::: Extrait :::
Le jeune économiste Jonas Van der Slycken préconise un modèle économique fondé sur le bien-être plutôt que sur la croissance. “L’augmentation de la consommation et de la production ne nous rend pas nécessairement plus heureux, car elle n’entraîne pas d’augmentation durable du bien-être”.

Les objectifs de développement durable (ODD) et autres initiatives du genre, “en fin de compte, il s’agit toujours de croissance”, déclare Jonas Van der Slycken, à la fin d’une conversation sur le Green Deal européen. Selon lui, c’est là tout le nœud du problème. Il propose de remplacer la croissance, pierre angulaire de notre économie, par de l’attention. Genoeg voor iedereen. Naar een economie die zorgt voor mens en planeet  (Assez pour tous. Vers une économie qui prend soin des personnes et de la planète) est le titre de son livre, à paraître cette semaine.
::: Données à exploiter :::
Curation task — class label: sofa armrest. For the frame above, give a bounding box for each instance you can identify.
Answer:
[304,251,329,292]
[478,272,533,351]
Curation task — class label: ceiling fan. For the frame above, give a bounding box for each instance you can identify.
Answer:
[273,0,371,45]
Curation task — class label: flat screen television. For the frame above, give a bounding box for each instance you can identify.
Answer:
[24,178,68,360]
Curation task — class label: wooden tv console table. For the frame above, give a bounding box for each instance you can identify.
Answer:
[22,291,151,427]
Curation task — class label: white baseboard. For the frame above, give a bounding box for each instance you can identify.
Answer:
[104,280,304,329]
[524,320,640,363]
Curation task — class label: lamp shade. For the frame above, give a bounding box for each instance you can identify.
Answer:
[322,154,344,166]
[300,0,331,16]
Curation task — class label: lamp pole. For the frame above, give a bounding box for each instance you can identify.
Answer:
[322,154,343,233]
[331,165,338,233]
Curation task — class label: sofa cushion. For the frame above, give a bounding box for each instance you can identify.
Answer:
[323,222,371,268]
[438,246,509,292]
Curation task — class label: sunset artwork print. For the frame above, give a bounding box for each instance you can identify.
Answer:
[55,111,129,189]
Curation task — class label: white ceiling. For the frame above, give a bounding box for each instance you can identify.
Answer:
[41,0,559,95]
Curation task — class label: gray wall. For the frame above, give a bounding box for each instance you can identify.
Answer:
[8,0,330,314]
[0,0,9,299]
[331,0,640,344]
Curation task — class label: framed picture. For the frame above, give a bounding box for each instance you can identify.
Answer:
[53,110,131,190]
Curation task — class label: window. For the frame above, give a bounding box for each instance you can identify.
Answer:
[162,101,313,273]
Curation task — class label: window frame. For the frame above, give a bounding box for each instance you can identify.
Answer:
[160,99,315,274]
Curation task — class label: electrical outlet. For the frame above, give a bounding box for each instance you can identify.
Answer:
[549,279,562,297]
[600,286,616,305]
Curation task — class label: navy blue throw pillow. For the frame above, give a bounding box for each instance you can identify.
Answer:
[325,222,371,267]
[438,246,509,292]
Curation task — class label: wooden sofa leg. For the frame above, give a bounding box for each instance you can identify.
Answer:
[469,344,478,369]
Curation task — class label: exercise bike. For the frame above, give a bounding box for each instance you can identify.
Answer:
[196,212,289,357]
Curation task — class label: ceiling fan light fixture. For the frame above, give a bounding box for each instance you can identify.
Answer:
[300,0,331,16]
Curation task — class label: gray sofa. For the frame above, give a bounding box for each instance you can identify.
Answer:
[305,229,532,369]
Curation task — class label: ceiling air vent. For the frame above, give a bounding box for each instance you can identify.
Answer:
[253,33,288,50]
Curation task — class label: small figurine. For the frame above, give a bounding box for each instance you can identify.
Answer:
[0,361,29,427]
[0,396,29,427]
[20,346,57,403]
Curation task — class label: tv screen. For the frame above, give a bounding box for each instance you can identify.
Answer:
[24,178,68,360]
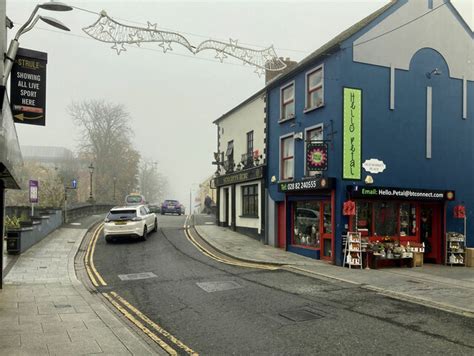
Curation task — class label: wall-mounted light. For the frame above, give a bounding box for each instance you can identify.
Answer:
[426,68,442,79]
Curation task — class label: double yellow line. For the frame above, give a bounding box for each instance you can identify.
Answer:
[84,224,199,356]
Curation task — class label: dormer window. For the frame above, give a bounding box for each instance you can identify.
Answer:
[280,82,295,121]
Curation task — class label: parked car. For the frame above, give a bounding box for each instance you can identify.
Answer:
[148,204,161,214]
[104,205,158,242]
[161,200,184,215]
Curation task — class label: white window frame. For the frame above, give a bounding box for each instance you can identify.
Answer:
[304,64,324,113]
[278,132,296,182]
[278,80,296,123]
[303,123,324,178]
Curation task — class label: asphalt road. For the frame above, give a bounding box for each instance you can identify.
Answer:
[94,216,474,355]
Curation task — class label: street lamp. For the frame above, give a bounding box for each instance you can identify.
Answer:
[2,2,72,86]
[88,162,94,202]
[112,176,117,204]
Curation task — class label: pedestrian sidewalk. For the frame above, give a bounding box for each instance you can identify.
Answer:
[194,225,474,317]
[0,216,156,355]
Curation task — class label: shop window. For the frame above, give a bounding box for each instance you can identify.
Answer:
[242,184,258,217]
[357,202,373,236]
[400,203,416,236]
[293,201,321,248]
[323,203,332,234]
[373,202,398,236]
[280,136,294,180]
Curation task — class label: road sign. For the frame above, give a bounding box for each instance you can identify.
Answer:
[10,48,48,126]
[29,179,38,203]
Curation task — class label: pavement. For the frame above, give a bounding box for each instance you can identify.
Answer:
[0,216,156,355]
[194,216,474,317]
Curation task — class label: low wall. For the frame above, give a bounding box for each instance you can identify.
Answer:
[6,204,112,254]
:::
**Exercices à faire:**
[1] Transcrivez intégralement l'extrait sur l'économie du bien-être, sans y apporter la moindre modification.
[2] Extrayez des enregistrements chaque ligne qui contient la chaîne « screen ».
L'extrait et les enregistrements sont deux documents indépendants l'un de l'autre.

**Corrigé détaillé:**
[1]
Le jeune économiste Jonas Van der Slycken préconise un modèle économique fondé sur le bien-être plutôt que sur la croissance. “L’augmentation de la consommation et de la production ne nous rend pas nécessairement plus heureux, car elle n’entraîne pas d’augmentation durable du bien-être”.

Les objectifs de développement durable (ODD) et autres initiatives du genre, “en fin de compte, il s’agit toujours de croissance”, déclare Jonas Van der Slycken, à la fin d’une conversation sur le Green Deal européen. Selon lui, c’est là tout le nœud du problème. Il propose de remplacer la croissance, pierre angulaire de notre économie, par de l’attention. Genoeg voor iedereen. Naar een economie die zorgt voor mens en planeet  (Assez pour tous. Vers une économie qui prend soin des personnes et de la planète) est le titre de son livre, à paraître cette semaine.

[2]
Curation task — class label: flat screen television. For the frame above, give a bounding box for each instance you can identify.
Curation task — class label: tv screen. For the frame above, give a bounding box for each instance you can identify.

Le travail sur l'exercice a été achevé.